How insects are making supply chain problems even worse

Inflation is going up and the supply chain is still not what it was pre-pandemic as products are still sitting at ports, waiting to be transported without the workers to make it happen. And the news isn't exactly rosy, especially when it comes to agricultural items.

Mark Vanderwerp of Rose Pest Solutions says this is a harsh reality as the stuff just sits there and waits. Especially for food products like flour, rice, beans, and spices - where insects thrive.

"We import billions of dollars worth of agricultural goods into this country. And some of those come in with bugs," he said. "Your enemy is time. So if you buy something and you let it sit for months and months and months, if there is something alive in there, it will hatch, and it will have time to complete its lifecycle, made and have kids if there are a couple of them in there so suddenly what looks like a clean bag of flour, if you give it a few months, but in fact have a bunch of beetles in it."

That drives down supply while the demand stays high. The more they have to throw away, the less product makes the shelves - and the more you have to pay.

"If you get badly infested product, then it may have to be discarded. So I suspect this will lead to more food being discarded," Vanderwerp said.

Believe it or not, some bugs in food are actually normal.

▶ [CHECK YOUR UNDERSTANDING]:
• A. Print the passage of the insect article that begins at the words "How insects are" and stops after "where insects thrive.".
• B. According to the insect article, what company is Mark Vanderwerp with?
• C. Can you carry the insect article forward from its last sentence with the next few paragraphs?

▶ [GIVEN ENTRIES]:
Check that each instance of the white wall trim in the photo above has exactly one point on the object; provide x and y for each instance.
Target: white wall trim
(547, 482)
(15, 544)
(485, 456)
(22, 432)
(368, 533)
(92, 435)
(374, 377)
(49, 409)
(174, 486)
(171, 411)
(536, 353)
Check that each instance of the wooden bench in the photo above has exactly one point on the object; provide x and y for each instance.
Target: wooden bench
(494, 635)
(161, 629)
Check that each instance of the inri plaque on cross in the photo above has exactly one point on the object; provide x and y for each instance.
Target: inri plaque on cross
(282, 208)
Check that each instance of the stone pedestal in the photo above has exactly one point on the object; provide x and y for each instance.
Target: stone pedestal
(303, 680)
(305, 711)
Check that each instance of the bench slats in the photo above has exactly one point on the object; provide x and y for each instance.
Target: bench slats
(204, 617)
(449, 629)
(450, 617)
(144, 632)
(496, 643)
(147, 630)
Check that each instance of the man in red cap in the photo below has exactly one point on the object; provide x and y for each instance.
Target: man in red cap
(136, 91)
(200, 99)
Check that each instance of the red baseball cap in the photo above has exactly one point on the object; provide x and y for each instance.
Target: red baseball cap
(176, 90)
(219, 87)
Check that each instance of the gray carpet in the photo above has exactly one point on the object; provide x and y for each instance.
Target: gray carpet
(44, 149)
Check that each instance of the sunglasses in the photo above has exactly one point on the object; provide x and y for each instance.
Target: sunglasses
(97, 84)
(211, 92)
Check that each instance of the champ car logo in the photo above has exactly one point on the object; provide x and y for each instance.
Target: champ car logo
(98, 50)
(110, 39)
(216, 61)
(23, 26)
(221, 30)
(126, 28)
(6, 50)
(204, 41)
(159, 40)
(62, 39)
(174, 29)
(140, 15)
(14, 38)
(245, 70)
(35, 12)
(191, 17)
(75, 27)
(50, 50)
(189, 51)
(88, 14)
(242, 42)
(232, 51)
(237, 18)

▶ [RESPONSES BY TASK]:
• A.
How insects are making supply chain problems even worse

Inflation is going up and the supply chain is still not what it was pre-pandemic as products are still sitting at ports, waiting to be transported without the workers to make it happen. And the news isn't exactly rosy, especially when it comes to agricultural items.

Mark Vanderwerp of Rose Pest Solutions says this is a harsh reality as the stuff just sits there and waits. Especially for food products like flour, rice, beans, and spices - where insects thrive.

• B. Rose Pest Solutions.

• C.
"There are rules. Some bug pieces are allowed in our food, as much as you - your listeners love hearing that but we do all eat some insects intentionally or not," Vanderwerp said.

What kind of creepy crawlers are we talking about?

"Things like confused flower beetles, that’s a fun one. We have cigarette beetles, named because they were first found investing tobacco, drugstore beetles, because they can be found in spices and into drugstores. The Indian meal moth which would be more appropriately called the cornmeal mouth because it was first found in fasting cornmeal," Vanderwerp said.

The best thing you can do is to check the expiration date on anything you buy - then check what it comes in.

"A lot of times the bags that things come in, pet food is another high offender in this category, but anything that’s a paper, cardboard type container, typically it’s not insect proof. Transfer it to an airtight hard plastic or metal container," he said.